§ **Source text**
==================================================
Posted on:2003-04-01Degree:Ph.DType:Dissertation
University:University of California, Los AngelesCandidate:Winston, Leslie IFull Text:PDF
GTID:1465390011478557Subject:Literature
Abstract/Summary:
This dissertation explores sex as constitutive of the subject in Japanese literature in the 1890s and first decade of the 1900s. Literature on subjectivity has primarily focused on language or the state as productive of the subject. The importance of sex as one norm by which the Meiji (1868--1912) subject was constituted has not received the emphasis it deserves. Gender norms were in flux until the 1890s, and discourses of sex are crucial to subject formation. This study endeavors to correct this omission, thereby complicating and broadening the possibilities of the female subject.; In an effort to interrogate the female subject to determine the possibility of her subversion of or resistance to ideological interpellation, I analyze the female subjects in the literature of three authors, Shimizu Shikin (1868--1933), Higuchi Ichiyo (1872--1896), and Shimazaki Toson (1872--1943). In assuming varying subject-positions from reinscribed normative ones to abjected ones, the writers' characters reveal inconsistencies in the system that determines their subjectivity and defines rules governing naturalized categories of sex and gender.; The Introduction problematizes the categories of "literature" and "women's literature" as naturalized, artificial ones that obscure the historical, social, and political moments of their production. One chapter devoted to Shikin and another to Ichiyo analyze these writers as subjects themselves negotiating to write as women in a male-dominated literary world. Also, I examine the female subject-positions in Shikin's short stories "Tosei futari musume," ("Two Modern Girls," 1897) and "Imayo fufu katagi" ("The Nature of the Modern Couple," 1897), among other stories and essays. In the chapter on Ichiyo, I focus primarily on the short story "Jusan'ya" ("The Thirteenth Night," 1895). Finally, I treat the full-length work of prose fiction, Ie (The Family, 1910--11), by Toson. Here, I consider cultural categories of high and low to further investigate the female subject. I argue throughout this project that subject-positions assumed by female characters and in some cases, their creators, reveal an ambivalence towards their own positions and demonstrate the necessity of considering sex in a discussion of the subject.
==================================================
§ **Object pointing dataset rows**
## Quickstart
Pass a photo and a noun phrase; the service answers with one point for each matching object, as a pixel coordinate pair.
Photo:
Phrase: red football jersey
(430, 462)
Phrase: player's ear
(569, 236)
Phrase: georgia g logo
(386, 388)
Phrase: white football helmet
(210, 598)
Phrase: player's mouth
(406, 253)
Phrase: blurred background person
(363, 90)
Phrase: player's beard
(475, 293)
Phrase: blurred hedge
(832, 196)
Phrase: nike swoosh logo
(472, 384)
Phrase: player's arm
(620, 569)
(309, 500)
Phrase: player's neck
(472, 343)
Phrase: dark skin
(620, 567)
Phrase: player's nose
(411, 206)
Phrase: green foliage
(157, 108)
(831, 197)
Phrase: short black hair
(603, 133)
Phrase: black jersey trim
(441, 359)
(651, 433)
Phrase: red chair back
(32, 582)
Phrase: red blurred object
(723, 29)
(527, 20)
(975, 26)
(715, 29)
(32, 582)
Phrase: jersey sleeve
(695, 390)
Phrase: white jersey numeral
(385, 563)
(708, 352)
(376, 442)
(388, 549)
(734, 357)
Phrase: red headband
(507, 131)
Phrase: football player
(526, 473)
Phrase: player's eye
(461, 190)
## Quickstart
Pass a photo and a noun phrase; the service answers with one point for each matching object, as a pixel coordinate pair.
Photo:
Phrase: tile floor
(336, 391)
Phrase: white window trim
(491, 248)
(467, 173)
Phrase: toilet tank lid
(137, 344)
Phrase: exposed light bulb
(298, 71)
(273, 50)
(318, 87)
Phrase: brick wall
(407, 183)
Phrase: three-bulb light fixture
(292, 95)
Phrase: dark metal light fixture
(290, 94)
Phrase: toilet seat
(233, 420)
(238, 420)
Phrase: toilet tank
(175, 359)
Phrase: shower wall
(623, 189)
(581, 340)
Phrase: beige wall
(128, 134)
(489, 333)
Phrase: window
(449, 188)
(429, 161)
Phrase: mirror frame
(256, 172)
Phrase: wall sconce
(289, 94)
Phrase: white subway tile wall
==================================================
§ **Work to be completed**
Using the dissertation abstract, answer these:
(a) At which university was the dissertation done?
(b) Which short story is the main focus of the chapter on Ichiyo?
(c) What years does the abstract give for Toson's Ie (The Family)?
Answer using only the dissertation abstract, not the data.

§ **Written solution**
(a) University of California, Los Angeles
(b) "Jusan'ya" ("The Thirteenth Night," 1895)
(c) 1910–11